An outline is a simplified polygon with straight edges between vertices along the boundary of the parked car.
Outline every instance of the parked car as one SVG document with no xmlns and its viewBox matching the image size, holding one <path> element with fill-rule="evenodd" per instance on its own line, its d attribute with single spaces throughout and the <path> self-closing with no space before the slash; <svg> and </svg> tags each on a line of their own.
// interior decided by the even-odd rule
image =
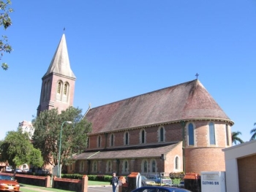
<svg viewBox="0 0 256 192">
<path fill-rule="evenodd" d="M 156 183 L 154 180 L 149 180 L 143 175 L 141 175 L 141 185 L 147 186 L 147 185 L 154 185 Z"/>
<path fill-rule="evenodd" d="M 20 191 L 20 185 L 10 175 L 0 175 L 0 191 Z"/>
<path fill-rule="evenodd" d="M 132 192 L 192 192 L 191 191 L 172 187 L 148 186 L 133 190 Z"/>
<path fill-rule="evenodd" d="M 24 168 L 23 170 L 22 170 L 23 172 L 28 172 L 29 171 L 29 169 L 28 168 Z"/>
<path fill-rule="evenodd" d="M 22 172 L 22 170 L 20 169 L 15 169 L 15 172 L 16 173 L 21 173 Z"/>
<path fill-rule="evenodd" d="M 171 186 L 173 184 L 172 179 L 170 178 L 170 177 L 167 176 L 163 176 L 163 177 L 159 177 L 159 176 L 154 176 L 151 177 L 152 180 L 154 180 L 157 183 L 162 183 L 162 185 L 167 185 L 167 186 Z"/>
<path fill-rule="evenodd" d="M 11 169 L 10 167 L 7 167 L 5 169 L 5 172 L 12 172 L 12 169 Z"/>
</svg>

▬▬▬▬▬▬▬▬▬▬

● STATED PROBLEM: Recast the entries above as a Markdown table with the columns Row and Line, giving each line its own numbered row. Skip blank lines and leave the pictures out.

● TASK RESPONSE:
| Row | Line |
|---|---|
| 1 | An outline is a simplified polygon with straight edges between vertices along the boundary of the parked car. |
| 2 | Outline every instance of the parked car as one SVG document with no xmlns and its viewBox matching the image size, holding one <path> element with fill-rule="evenodd" per instance on its own line, its d attribute with single spaces throughout and the <path> self-closing with no space before the slash; <svg> and </svg> tags each on a line of their own. |
| 3 | // interior decided by the even-odd rule |
| 4 | image = |
| 5 | <svg viewBox="0 0 256 192"> |
| 6 | <path fill-rule="evenodd" d="M 156 183 L 154 180 L 149 180 L 143 175 L 141 175 L 141 185 L 147 186 L 147 185 L 154 185 Z"/> |
| 7 | <path fill-rule="evenodd" d="M 20 191 L 20 185 L 10 175 L 0 175 L 0 191 Z"/> |
| 8 | <path fill-rule="evenodd" d="M 132 192 L 192 192 L 191 191 L 172 187 L 148 186 L 133 190 Z"/> |
| 9 | <path fill-rule="evenodd" d="M 24 168 L 23 170 L 22 170 L 23 172 L 28 172 L 29 171 L 29 169 L 28 168 Z"/> |
| 10 | <path fill-rule="evenodd" d="M 22 172 L 22 170 L 20 169 L 15 169 L 15 172 L 16 173 L 21 173 Z"/> |
| 11 | <path fill-rule="evenodd" d="M 171 186 L 173 184 L 172 179 L 170 178 L 170 177 L 167 176 L 163 176 L 163 177 L 159 177 L 159 176 L 154 176 L 151 177 L 152 180 L 154 180 L 157 183 L 162 183 L 162 185 L 167 185 L 167 186 Z"/> |
| 12 | <path fill-rule="evenodd" d="M 11 169 L 10 167 L 7 167 L 5 169 L 5 172 L 12 172 L 12 169 Z"/> |
| 13 | </svg> |